EXTRACT ::
________
Also, with respect to location using LRFs it seems to me that they offer great opportunities for developing back-bearings and triangulating own position from known features.  GPS was particularly valuable in Iraq and Kuwait because features were few and far between.  The GPS beacons effectively became the features on which the triangulation occured.

The Navy has used "station-keeping", maintaining distance and bearing, as a means of keeping track of its charges so that while everybody SHOULD be independently navigating, not everybody HAS to independently navigate.  The same goes for the Air Force moving formations.  Only one central unit needs to know where it is and everybody else keys in on it.

My thought is that if the GPS goes down then the list of "features" available for triangulation in the field would include not just physical features but UAVs, Aerostats, Aircraft, Ships at Sea or even other vehicles.  If even one vehicle/platform/feature is known with any certainty then that provides a fixed reference for double-checking the individual navigation of everybody else.
________
AVAILABLE RECORDS ::
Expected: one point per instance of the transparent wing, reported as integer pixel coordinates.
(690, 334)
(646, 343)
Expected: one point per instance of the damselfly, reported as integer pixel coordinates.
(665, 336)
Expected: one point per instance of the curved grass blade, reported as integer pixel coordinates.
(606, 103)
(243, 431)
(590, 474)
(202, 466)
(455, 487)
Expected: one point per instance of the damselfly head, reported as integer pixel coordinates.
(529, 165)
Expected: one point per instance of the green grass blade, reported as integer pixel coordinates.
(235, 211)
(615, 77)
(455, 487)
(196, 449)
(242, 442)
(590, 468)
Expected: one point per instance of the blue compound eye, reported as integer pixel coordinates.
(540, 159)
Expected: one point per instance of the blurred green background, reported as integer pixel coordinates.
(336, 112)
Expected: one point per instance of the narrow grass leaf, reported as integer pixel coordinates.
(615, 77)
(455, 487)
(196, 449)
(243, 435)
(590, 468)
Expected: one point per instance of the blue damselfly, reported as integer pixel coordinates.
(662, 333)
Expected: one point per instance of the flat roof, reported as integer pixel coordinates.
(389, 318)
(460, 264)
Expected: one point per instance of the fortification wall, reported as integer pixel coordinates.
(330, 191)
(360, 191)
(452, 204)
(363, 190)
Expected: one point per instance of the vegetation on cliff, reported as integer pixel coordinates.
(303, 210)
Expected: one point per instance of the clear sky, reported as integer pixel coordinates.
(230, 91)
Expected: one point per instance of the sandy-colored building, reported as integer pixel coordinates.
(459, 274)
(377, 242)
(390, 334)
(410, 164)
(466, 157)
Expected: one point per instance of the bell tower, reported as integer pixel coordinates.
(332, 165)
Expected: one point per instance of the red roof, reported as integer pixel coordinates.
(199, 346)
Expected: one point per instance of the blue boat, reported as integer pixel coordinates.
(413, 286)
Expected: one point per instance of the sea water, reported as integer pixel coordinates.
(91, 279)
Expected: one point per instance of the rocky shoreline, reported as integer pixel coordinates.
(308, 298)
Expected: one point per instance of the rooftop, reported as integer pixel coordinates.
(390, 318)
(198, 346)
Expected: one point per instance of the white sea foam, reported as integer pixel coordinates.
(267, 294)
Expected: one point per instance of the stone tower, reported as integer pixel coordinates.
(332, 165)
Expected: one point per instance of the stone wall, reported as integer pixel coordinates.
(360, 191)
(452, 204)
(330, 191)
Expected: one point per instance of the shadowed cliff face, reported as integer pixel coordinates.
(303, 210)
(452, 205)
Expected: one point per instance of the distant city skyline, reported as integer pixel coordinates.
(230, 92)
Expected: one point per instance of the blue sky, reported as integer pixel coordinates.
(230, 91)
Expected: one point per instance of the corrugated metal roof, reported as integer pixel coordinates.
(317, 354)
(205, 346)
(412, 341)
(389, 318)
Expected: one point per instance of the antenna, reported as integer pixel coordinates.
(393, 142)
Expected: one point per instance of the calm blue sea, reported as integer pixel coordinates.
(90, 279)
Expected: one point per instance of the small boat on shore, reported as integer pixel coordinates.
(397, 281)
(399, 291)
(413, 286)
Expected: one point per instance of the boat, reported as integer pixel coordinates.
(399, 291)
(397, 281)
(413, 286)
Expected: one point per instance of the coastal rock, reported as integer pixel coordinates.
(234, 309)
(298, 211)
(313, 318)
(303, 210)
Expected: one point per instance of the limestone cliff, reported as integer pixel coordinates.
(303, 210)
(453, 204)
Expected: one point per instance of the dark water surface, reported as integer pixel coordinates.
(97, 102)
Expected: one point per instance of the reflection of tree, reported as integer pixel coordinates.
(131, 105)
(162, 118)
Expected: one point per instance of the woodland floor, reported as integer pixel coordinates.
________
PROBLEM 1 ::
According to the post on navigation without GPS, why was GPS especially valuable in Iraq and Kuwait?
PROBLEM 2 ::
Gather every line of the listing that contains the string "boat". Case counts.

WRITTEN REPLY 1 ::
Features there were few and far between.

WRITTEN REPLY 2 ::
Expected: one point per instance of the blue boat, reported as integer pixel coordinates.
Expected: one point per instance of the small boat on shore, reported as integer pixel coordinates.
Expected: one point per instance of the boat, reported as integer pixel coordinates.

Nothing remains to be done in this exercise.